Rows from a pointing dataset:
◇ ◇ ◇ ◇ ◇ ◇ ◇
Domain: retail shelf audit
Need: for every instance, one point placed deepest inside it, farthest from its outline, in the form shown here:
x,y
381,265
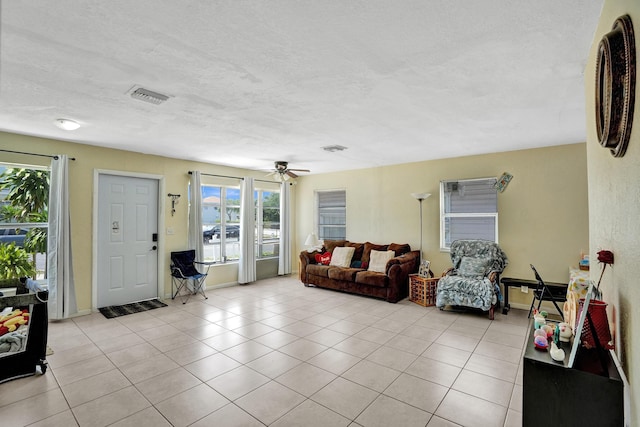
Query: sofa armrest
◇ ◇ ◇ ◇ ◇ ◇ ◇
TASK BRIEF: Rewrite the material above with "retail shelf audit" changed to "store inventory check" and every other line left as it is. Omit the pictures.

FINISHED TASK:
Domain: store inventory check
Need: for every instance, one point placed deepest inside it, farthest from its outline, in the form shown here:
x,y
381,265
Query: sofa armrest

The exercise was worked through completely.